Personal information
- Full name: Ryan King
- Born: 28 June 1997 (age 29) Wollongong, New South Wales, Australia

Playing information
- Position: Second-row
Club
| Years | Team | Pld | T | G | FG | P |
| 2021–22 | Whitehaven RLFC | 36 | 17 | 0 | 0 | 68 |
| 2023 | Halifax Panthers | 2 | 0 | 0 | 0 | 0 |
| 2023–24 | Whitehaven RLFC | 41 | 28 | 0 | 0 | 112 |
| 2025– | Barrow Raiders | 0 | 0 | 0 | 0 | 0 |
|  | Total | 79 | 45 | 0 | 0 | 180 |
Representative
| Years | Team | Pld | T | G | FG | P |
| 2019– | Italy | 5 | 1 | 0 | 0 | 4 |
- Source: As of 3 January 2025

= Ryan King (rugby league) =

Italy international rugby league footballer

Ryan King (born 28 June 1997) is an Italy international rugby league footballer who plays as a for semi-professional side Barrow Raiders in the Championship.

==Background==
King was born in Wollongong, New South Wales, Australia. He is of Italian descent.
-------
> _Required action 1_
According to the Ryan King profile, which club did he play two games for in 2023?
> _Required action 2_
Write the next part of the Ryan King profile, picking up after its final sentence.

Items from a dataset:
-------
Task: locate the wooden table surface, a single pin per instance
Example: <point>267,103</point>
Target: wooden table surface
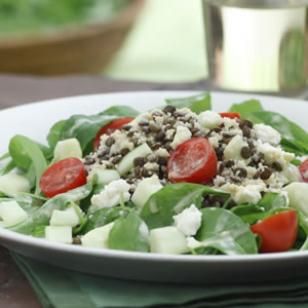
<point>15,291</point>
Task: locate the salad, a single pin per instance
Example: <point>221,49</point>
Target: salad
<point>179,179</point>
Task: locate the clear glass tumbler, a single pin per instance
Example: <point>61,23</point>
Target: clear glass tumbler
<point>257,45</point>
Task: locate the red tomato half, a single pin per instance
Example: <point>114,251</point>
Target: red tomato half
<point>231,115</point>
<point>303,169</point>
<point>63,176</point>
<point>109,128</point>
<point>278,232</point>
<point>193,161</point>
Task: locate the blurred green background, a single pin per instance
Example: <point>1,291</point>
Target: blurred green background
<point>167,44</point>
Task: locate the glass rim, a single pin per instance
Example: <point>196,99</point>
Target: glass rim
<point>265,4</point>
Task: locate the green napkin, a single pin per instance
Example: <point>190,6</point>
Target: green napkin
<point>61,288</point>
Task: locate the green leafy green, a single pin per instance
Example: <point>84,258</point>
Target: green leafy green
<point>197,103</point>
<point>270,204</point>
<point>294,138</point>
<point>85,127</point>
<point>128,234</point>
<point>171,200</point>
<point>224,231</point>
<point>42,215</point>
<point>27,154</point>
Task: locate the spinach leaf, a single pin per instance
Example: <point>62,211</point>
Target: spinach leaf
<point>9,166</point>
<point>224,231</point>
<point>85,127</point>
<point>270,204</point>
<point>42,215</point>
<point>128,234</point>
<point>198,103</point>
<point>103,217</point>
<point>171,200</point>
<point>26,153</point>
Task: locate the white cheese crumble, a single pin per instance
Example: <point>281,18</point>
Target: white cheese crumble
<point>121,142</point>
<point>234,147</point>
<point>112,195</point>
<point>189,220</point>
<point>267,134</point>
<point>210,119</point>
<point>274,154</point>
<point>244,194</point>
<point>182,134</point>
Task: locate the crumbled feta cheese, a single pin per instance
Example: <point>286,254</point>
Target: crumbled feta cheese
<point>209,119</point>
<point>189,220</point>
<point>214,140</point>
<point>292,173</point>
<point>121,142</point>
<point>267,134</point>
<point>145,189</point>
<point>112,195</point>
<point>162,152</point>
<point>182,134</point>
<point>192,243</point>
<point>244,194</point>
<point>274,154</point>
<point>234,147</point>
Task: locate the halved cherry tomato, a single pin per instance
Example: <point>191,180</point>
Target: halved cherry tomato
<point>230,115</point>
<point>109,128</point>
<point>63,176</point>
<point>278,232</point>
<point>303,169</point>
<point>193,161</point>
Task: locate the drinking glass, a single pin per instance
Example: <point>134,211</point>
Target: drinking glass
<point>257,45</point>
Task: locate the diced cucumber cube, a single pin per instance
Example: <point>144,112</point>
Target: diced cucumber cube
<point>67,217</point>
<point>168,240</point>
<point>13,183</point>
<point>104,176</point>
<point>97,238</point>
<point>127,162</point>
<point>67,148</point>
<point>298,196</point>
<point>145,189</point>
<point>12,213</point>
<point>59,234</point>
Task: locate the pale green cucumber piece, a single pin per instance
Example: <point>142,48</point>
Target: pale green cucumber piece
<point>60,234</point>
<point>12,213</point>
<point>298,196</point>
<point>13,183</point>
<point>98,237</point>
<point>67,217</point>
<point>127,162</point>
<point>104,176</point>
<point>67,148</point>
<point>168,240</point>
<point>145,189</point>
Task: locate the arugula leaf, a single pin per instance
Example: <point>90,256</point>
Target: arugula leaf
<point>42,215</point>
<point>26,153</point>
<point>224,231</point>
<point>198,103</point>
<point>171,200</point>
<point>85,127</point>
<point>128,234</point>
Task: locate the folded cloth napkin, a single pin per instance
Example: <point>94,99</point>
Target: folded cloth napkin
<point>59,288</point>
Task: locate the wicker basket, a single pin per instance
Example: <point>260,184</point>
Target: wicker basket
<point>85,49</point>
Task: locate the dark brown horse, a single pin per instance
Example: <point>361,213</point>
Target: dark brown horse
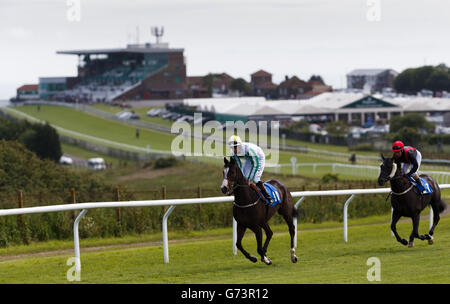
<point>250,211</point>
<point>406,201</point>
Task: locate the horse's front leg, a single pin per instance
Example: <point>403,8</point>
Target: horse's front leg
<point>395,217</point>
<point>240,234</point>
<point>269,234</point>
<point>258,234</point>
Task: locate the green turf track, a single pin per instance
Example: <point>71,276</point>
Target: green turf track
<point>323,258</point>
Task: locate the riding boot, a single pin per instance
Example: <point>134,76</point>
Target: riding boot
<point>264,192</point>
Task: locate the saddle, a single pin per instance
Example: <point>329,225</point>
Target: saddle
<point>424,189</point>
<point>273,193</point>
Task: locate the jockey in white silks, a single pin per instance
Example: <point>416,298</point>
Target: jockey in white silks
<point>252,163</point>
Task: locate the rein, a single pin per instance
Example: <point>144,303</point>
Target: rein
<point>246,206</point>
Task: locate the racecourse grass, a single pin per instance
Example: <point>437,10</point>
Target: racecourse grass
<point>323,258</point>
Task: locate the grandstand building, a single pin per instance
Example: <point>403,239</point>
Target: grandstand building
<point>139,71</point>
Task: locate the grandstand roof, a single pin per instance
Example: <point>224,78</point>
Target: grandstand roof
<point>131,48</point>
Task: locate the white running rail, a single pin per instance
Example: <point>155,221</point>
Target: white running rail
<point>84,207</point>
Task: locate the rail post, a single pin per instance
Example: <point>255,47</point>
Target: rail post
<point>345,216</point>
<point>165,236</point>
<point>76,241</point>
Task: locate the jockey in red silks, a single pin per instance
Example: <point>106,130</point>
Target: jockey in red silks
<point>411,159</point>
-------
> _Written answer 1_
Halifax Panthers

> _Written answer 2_
He played junior rugby league for Wests Illawarra Devils.

==Playing career==
===Cronulla Sharks===
King joined the Cronulla-Sutherland Sharks in 2017 and played for their NRL Under-20s team.

===Whitehaven RLFC===
Ryan King played in 26 games, and scored 14 tries for Whitehaven in the 2022 RFL Championship.

===Barrow Raiders===
On 20 September 2024 he signed for Barrow Raiders in the RFL Championship on a 1-year deal.

===International career===
In 2022 King was named in the Italy squad for the 2021 Rugby League World Cup.